• **Your objective**: Reading the records beneath this task, work out how many lines contain the word "below" and reply with only that number.

....................

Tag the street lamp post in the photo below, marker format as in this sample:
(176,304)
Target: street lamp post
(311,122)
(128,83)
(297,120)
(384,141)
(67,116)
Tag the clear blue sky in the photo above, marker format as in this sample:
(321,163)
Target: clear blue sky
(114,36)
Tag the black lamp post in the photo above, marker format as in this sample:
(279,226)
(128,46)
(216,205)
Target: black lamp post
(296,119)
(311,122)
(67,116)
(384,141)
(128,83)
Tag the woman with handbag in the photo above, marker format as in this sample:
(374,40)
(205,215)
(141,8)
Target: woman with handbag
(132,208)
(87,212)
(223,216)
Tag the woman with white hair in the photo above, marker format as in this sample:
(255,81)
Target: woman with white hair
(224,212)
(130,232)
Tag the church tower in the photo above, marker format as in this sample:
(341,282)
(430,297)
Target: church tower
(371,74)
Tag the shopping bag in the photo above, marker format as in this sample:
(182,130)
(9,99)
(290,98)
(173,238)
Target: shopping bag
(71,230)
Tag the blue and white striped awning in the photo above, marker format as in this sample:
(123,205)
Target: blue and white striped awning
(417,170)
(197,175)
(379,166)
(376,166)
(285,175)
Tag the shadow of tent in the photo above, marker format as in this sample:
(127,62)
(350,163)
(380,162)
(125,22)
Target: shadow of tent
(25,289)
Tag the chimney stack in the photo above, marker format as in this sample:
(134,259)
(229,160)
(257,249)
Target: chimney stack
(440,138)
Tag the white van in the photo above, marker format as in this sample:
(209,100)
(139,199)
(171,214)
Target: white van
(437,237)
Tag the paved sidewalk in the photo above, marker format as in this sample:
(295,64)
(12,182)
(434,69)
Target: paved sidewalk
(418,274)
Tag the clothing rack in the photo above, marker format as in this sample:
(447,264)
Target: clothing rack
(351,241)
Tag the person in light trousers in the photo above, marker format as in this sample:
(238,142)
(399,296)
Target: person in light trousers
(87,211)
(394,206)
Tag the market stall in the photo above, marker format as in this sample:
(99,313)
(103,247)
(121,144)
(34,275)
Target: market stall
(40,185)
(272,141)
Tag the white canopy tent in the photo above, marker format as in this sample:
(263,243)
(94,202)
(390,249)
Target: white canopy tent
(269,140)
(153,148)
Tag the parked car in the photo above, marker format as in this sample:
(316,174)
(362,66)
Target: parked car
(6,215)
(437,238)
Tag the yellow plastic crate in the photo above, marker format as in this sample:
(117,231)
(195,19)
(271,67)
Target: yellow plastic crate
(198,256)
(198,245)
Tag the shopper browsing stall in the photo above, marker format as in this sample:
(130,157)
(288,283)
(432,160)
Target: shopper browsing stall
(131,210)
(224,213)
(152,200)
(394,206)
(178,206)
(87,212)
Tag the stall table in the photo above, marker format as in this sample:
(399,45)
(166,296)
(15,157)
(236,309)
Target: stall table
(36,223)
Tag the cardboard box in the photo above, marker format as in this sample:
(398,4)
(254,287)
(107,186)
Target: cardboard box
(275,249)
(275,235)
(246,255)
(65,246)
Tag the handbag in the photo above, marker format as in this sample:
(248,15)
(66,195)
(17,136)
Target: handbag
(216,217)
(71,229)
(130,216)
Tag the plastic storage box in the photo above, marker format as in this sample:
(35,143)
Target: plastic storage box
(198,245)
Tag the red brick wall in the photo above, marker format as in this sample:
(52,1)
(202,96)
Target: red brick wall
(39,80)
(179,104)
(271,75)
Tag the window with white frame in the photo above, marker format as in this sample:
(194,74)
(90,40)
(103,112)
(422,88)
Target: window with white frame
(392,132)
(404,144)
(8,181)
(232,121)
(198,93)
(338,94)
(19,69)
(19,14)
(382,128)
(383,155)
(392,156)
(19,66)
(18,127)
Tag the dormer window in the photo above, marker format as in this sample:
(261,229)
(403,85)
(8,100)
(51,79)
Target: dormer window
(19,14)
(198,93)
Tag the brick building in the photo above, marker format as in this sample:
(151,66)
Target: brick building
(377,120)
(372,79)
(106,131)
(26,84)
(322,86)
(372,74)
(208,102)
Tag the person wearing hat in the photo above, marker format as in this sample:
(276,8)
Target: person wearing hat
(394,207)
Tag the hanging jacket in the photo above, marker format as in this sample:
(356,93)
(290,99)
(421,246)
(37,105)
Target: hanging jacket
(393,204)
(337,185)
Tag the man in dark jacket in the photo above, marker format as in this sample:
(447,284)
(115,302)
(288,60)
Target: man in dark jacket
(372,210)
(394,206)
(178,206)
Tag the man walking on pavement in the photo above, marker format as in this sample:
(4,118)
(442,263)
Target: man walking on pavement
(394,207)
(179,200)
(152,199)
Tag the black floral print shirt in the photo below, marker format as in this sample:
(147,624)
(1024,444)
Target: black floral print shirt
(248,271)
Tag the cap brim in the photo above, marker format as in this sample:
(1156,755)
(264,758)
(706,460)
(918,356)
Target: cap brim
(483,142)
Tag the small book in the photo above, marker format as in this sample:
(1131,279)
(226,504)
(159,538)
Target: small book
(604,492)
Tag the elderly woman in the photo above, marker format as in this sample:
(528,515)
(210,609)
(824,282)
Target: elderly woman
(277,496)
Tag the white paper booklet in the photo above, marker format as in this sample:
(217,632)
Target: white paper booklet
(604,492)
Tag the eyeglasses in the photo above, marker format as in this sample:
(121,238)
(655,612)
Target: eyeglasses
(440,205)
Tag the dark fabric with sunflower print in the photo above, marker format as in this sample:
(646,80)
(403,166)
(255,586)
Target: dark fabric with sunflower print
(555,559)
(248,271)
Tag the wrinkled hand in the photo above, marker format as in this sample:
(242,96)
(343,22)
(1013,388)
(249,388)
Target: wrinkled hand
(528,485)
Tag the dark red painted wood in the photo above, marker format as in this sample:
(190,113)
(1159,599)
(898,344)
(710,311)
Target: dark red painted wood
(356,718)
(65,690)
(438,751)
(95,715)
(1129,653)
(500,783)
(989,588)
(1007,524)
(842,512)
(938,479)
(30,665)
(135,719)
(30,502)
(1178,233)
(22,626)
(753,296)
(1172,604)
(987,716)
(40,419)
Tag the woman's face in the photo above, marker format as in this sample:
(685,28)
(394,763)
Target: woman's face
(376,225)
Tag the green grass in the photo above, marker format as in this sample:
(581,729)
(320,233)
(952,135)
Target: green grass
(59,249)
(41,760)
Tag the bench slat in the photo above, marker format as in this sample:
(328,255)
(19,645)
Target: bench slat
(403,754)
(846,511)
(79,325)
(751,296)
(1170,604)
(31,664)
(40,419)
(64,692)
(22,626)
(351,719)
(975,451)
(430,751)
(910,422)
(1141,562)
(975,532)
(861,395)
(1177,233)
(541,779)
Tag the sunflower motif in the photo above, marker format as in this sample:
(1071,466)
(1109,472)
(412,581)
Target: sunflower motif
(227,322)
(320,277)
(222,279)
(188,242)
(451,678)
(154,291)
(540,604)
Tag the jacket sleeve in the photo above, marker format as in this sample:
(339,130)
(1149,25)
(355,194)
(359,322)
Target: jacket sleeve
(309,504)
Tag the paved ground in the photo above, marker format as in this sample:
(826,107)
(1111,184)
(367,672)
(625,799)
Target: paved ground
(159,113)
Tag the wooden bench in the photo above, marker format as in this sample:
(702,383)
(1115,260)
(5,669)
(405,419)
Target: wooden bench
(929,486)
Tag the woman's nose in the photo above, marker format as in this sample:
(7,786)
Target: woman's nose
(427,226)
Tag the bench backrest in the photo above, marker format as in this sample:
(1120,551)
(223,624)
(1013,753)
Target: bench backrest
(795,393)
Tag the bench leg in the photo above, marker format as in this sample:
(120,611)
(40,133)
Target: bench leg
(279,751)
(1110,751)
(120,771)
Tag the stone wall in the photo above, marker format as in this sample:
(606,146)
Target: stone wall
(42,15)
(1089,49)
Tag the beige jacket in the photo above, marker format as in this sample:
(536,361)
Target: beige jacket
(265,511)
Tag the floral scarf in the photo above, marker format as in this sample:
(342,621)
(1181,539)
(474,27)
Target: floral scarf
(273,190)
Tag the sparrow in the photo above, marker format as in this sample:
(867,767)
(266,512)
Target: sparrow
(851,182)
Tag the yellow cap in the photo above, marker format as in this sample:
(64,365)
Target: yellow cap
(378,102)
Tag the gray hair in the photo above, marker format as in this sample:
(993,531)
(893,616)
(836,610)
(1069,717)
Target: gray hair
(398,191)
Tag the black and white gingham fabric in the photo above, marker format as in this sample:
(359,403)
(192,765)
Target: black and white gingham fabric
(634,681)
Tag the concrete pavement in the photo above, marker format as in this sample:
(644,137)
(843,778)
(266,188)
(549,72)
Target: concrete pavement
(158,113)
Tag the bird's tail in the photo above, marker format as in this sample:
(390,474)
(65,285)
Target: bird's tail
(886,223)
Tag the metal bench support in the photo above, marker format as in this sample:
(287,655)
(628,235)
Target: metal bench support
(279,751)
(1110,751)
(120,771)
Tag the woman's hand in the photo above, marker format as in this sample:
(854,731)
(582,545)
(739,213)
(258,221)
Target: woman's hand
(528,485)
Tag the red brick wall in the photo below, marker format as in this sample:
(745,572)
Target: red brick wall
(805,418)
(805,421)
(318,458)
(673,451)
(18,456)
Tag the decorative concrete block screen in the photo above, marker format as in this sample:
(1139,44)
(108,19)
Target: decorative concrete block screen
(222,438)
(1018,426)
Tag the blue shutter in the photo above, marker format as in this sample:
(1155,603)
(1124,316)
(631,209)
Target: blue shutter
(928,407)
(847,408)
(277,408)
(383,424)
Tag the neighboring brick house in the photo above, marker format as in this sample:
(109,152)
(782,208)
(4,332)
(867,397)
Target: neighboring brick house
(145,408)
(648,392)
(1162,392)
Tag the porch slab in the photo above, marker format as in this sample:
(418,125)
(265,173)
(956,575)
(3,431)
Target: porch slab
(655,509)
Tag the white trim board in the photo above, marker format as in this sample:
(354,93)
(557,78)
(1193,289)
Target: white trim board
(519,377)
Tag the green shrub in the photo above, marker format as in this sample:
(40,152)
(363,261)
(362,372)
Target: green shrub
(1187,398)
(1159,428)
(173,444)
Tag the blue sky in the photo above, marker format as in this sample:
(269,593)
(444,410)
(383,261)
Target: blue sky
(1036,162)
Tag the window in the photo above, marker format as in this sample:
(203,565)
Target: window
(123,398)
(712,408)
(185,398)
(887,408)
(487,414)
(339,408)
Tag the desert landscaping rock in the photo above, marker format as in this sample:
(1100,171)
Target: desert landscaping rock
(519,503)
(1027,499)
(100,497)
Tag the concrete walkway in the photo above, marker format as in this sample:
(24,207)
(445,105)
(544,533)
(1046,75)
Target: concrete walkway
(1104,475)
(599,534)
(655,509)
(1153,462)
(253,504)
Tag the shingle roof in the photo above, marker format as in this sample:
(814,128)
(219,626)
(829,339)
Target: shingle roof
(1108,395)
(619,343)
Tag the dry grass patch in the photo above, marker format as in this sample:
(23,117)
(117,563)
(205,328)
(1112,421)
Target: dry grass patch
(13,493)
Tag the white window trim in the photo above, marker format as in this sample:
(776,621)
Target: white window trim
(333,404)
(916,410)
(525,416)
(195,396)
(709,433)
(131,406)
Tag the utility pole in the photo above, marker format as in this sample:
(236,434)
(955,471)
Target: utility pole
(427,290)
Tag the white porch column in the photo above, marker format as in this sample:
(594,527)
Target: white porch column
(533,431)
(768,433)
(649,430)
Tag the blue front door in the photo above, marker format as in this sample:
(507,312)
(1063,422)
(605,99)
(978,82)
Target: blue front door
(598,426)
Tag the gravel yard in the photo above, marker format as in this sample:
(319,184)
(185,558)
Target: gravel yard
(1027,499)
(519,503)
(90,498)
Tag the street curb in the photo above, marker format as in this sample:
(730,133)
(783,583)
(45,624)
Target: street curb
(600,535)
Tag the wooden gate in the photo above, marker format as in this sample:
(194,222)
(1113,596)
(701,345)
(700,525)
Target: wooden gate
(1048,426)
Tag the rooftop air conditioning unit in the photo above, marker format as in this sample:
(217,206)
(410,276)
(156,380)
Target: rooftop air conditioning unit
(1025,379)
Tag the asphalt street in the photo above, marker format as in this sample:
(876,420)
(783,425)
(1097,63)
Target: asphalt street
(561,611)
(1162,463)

....................

• **Solution**: 3